● Required task
Using the entries below, transcribe exactly the line containing "the man's eyebrow" and each line that follows it to the end.

● Entries provided

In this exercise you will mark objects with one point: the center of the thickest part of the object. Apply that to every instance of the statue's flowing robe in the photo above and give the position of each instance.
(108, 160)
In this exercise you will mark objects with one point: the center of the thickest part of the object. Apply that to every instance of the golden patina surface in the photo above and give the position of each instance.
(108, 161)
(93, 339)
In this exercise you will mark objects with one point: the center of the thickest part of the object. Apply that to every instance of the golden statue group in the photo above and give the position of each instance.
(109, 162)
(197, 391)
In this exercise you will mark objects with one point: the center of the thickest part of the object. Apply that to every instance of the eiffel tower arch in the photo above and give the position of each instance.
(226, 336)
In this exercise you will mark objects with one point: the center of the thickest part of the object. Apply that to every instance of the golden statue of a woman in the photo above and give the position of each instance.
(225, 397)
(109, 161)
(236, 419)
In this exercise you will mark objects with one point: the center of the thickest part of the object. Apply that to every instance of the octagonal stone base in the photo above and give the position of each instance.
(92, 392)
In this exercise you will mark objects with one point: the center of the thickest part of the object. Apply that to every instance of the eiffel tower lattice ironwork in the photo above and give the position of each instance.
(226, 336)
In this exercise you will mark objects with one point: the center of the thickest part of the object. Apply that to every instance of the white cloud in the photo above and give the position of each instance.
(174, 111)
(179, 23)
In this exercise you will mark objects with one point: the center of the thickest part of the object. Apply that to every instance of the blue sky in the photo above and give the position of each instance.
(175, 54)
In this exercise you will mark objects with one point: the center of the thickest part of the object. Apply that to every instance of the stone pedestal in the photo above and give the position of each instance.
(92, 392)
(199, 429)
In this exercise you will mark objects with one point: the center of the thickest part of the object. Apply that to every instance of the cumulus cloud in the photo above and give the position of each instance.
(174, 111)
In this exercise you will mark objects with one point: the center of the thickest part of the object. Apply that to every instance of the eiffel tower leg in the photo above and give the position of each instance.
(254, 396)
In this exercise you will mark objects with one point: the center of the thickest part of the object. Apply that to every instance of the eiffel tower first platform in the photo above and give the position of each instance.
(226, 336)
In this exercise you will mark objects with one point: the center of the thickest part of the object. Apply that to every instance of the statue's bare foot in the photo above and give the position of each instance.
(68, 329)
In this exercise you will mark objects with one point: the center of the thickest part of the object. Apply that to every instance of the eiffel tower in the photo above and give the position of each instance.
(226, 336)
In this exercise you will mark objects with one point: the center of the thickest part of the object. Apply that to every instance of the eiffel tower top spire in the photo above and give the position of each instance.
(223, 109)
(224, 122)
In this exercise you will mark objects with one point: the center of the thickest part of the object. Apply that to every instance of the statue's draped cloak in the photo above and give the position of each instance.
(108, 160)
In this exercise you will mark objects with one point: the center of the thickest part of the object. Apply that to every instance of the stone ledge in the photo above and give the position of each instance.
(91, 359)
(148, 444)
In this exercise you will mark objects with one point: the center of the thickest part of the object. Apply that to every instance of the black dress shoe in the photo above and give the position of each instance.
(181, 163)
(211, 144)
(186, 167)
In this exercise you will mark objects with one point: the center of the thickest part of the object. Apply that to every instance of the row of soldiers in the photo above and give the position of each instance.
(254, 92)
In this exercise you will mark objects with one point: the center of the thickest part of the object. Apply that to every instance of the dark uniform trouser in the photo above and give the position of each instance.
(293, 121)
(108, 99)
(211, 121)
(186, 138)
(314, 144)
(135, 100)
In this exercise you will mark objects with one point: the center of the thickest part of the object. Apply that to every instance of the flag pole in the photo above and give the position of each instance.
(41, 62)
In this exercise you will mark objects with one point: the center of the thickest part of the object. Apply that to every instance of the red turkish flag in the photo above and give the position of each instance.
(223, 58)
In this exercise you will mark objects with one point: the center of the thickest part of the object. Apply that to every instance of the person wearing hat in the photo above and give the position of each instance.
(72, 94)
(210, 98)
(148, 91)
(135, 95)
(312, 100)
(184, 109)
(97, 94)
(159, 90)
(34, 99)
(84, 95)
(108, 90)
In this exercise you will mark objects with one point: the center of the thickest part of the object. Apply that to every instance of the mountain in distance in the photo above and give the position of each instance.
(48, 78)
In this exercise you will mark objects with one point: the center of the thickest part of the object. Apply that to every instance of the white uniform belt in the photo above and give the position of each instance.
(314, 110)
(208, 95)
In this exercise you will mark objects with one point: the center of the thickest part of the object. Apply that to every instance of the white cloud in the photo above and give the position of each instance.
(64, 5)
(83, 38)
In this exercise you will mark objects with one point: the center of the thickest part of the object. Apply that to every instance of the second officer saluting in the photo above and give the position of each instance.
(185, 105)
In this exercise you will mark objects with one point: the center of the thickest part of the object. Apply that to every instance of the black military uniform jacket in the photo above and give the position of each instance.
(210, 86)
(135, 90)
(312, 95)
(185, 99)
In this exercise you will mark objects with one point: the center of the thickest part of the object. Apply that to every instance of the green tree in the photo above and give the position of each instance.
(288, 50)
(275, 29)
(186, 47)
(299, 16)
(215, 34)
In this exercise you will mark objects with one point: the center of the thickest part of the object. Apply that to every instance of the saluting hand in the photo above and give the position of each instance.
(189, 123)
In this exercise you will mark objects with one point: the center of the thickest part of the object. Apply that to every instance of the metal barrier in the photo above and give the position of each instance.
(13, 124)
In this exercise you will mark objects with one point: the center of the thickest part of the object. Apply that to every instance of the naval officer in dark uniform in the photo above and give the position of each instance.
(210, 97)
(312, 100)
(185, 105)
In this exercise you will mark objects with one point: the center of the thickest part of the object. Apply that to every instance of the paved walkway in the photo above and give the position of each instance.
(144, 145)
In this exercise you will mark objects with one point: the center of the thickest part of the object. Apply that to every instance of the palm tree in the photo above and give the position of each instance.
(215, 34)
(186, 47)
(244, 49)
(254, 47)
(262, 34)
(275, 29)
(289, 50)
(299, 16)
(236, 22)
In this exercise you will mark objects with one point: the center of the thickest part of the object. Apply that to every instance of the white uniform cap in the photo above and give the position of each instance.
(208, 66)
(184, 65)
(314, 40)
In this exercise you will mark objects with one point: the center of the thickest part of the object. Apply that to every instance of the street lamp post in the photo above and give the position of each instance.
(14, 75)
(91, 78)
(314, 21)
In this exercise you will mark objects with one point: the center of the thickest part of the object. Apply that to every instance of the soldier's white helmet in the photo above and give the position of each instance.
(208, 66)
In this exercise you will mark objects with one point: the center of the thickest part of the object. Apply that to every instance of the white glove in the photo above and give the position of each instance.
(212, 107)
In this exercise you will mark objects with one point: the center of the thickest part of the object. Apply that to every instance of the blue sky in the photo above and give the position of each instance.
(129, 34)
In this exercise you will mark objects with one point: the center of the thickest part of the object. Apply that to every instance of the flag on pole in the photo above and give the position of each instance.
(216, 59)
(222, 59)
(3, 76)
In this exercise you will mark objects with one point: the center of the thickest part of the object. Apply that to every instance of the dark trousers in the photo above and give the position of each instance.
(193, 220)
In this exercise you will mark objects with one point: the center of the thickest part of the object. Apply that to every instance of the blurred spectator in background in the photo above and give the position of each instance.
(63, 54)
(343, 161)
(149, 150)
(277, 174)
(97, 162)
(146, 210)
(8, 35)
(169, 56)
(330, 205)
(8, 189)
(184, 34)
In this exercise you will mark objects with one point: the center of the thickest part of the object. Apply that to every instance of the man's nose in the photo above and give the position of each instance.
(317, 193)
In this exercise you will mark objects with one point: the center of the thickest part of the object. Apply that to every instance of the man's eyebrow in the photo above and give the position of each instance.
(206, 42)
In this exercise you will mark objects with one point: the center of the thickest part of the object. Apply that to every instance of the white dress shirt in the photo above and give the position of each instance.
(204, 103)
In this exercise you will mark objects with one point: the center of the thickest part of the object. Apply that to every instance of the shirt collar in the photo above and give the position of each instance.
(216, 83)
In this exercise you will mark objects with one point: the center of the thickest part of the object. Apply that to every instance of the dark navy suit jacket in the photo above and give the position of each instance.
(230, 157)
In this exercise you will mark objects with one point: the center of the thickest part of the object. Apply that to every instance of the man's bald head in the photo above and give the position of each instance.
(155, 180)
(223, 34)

● Answer
In this exercise you will mark objects with one point: the center of the thickest part of the object. Apply that to every instance of the man's eyebrow in the photo above and give the position of each instance.
(206, 42)
In this exercise you will mark objects with one point: the center of the thickest part of the object. Apply that to every instance of the white dress shirt in the photo above and give the position of each instance.
(204, 103)
In this exercise you will mark objects with one point: the center of the thickest part of the object. Apply that to every instance of the shirt collar in the photo above and give the position of each instance.
(216, 83)
In this exercise you will mark objects with one point: the center of the thickest part of the object. Apply that to every instance of the dark navy suit jacket in the photo above and give the position of each instance.
(230, 157)
In this exercise you will mark objects with one point: the center of the thickest part of the object. Apply that to every instance of the man's bald head in the photo above and give the position of each instance.
(155, 180)
(223, 34)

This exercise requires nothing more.